• _Point-per-instance localization data_
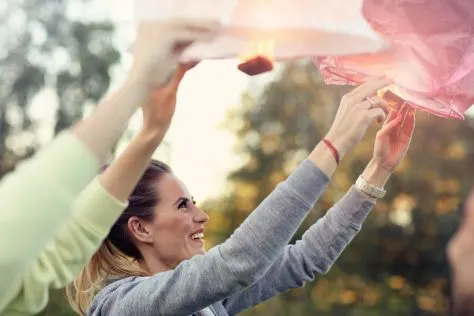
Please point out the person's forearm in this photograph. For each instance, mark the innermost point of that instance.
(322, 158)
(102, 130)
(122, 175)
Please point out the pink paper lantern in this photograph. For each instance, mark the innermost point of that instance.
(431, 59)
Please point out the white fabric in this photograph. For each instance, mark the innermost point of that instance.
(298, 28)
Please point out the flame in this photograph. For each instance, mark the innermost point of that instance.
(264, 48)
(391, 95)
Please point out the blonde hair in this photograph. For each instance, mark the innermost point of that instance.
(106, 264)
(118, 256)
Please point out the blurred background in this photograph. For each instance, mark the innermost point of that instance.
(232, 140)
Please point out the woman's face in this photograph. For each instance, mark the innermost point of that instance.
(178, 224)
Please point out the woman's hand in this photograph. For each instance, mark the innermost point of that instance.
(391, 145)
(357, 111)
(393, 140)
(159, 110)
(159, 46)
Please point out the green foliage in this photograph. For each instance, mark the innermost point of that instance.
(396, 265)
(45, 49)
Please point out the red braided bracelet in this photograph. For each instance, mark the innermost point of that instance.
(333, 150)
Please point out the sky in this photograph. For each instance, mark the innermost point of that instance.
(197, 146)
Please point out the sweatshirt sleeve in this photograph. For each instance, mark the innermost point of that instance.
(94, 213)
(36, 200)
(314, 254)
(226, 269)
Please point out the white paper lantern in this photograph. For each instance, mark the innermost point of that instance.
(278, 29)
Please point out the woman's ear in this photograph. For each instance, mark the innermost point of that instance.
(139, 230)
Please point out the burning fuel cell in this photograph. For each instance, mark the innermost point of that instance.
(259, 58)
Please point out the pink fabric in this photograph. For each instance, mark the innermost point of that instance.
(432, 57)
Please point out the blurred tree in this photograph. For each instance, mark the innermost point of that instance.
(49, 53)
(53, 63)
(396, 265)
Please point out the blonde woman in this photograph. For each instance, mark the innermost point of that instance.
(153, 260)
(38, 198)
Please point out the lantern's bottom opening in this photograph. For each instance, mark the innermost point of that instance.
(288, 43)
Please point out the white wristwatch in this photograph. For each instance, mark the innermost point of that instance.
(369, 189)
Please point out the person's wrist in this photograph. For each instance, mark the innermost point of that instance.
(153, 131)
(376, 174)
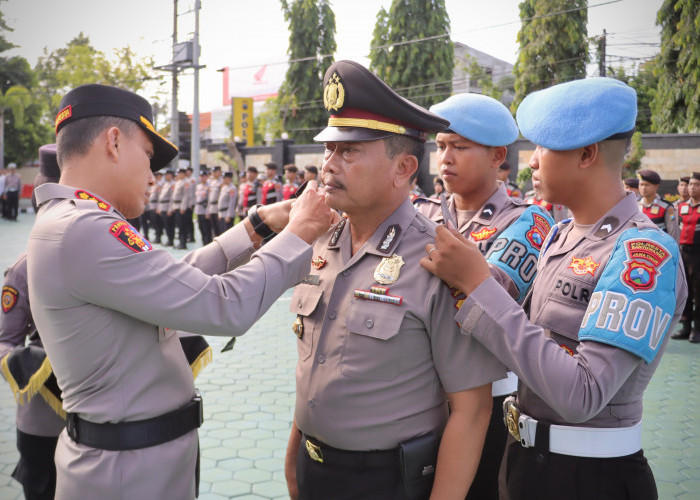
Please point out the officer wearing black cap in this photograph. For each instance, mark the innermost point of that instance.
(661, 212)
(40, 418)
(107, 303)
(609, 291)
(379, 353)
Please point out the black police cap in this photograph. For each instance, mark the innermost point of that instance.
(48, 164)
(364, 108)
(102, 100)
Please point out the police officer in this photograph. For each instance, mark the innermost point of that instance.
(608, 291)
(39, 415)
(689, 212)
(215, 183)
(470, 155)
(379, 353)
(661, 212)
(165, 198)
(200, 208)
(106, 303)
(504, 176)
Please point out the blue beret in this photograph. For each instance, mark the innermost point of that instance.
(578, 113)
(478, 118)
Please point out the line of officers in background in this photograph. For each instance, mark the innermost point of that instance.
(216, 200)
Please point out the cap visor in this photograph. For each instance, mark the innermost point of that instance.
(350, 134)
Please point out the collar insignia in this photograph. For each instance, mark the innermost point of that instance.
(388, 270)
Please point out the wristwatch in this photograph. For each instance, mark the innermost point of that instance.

• _What you need to do_
Reproduce all of the data exactly, omitting each picture it holds.

• _Task solution_
Please point out the person's forearm in this photograph. For each instance, mark the innermost point of that instance.
(322, 158)
(102, 130)
(122, 175)
Please point out the pink paper lantern in this photograph. For each instance, mark the innermost point of that instance.
(431, 59)
Please point out the white fabric in this photograph. For each instance, mark the innermost point of that instance.
(298, 28)
Please point out the flame in this photograph. For each instance, mark the innermost point of that instance.
(264, 48)
(391, 95)
Please point out the blonde hair in this photograph. For each instance, mark the innermost point of that instance.
(106, 264)
(118, 256)
Please point out the blurred background in this photograph. For each instance, mark the innermost point of that instance.
(232, 140)
Please point out the woman's face in this photograph. For each instance, mark the innermost point of that instance.
(178, 224)
Please point out the woman's hand in this photograph. For each instance, mark the innermost point of that instance.
(391, 145)
(357, 111)
(393, 140)
(159, 110)
(159, 46)
Please point out the green foliage in this photograph. For each instance, mark the innermost point of that instance.
(396, 265)
(45, 49)
Please point out the red braided bracelet in this photograph. For each instance, mark the innermost point of that instance.
(333, 150)
Please point out the sky in this photograph. For each instance, mark the innermost point of that instance.
(197, 146)
Please point out the sweatshirt sleeve in this photograph. For each instance, mark the innermost point of that instance.
(94, 213)
(36, 200)
(314, 254)
(226, 269)
Please point out the white paper lantern in this photograph. For each instance, mark the innermost point of that instance.
(278, 29)
Please point out the woman's ear in this photograph. For each instance, mark the innermost point of that instance.
(139, 230)
Please point out the burning fuel cell in this photograph. For each instance, mark the innermost point of that instance.
(259, 58)
Please point out the pink fabric in this photograph. For each instance, mark the innermost point of that instance.
(432, 57)
Please point out the blurred tree in this photograph. For each instance, mark the innermost point of that instance.
(49, 53)
(53, 63)
(396, 265)
Please point out the blonde woman in this photograph. For each instance, mark the innermost point of that instance.
(153, 260)
(38, 198)
Please point out the lantern's bottom opening in this photograph. For each instance, mark the innermost point of that instance.
(288, 43)
Please point out the white wristwatch in this photograph. For each instance, mark the innermost point of that instance.
(369, 189)
Please point out the person's wrist in this photograph. For each instance, mark the innermost point of that instance.
(153, 131)
(376, 174)
Please point out the officer wearing black cap in this photograph. For each instance, mark the innermost point of that instance.
(661, 212)
(40, 418)
(107, 303)
(609, 291)
(379, 353)
Please point out the black police cap in this photograph. For each instance, mark the innermost point of that instance.
(48, 164)
(364, 108)
(102, 100)
Please point out the police officer in this photograph. For each instance, mark the innermost point of that instance.
(608, 291)
(39, 415)
(689, 212)
(215, 183)
(470, 155)
(379, 353)
(661, 212)
(165, 198)
(200, 208)
(106, 303)
(504, 176)
Please point out the blue beret in this photograph. For each instance, mark the innermost point of that instance.
(578, 113)
(478, 118)
Please point out the line of officers in background in this photograph. For each instance, mark the innermost point of that instance.
(216, 200)
Please point out the cap visor in this photograph. For each instance, mark the innermost point of that instance.
(350, 134)
Please point out the collar insignia in this photograph. For each instance, mark the innermost point of that instance.
(388, 270)
Please point out the wristwatch in this photograph. For each instance, mark the innermost point of that instance.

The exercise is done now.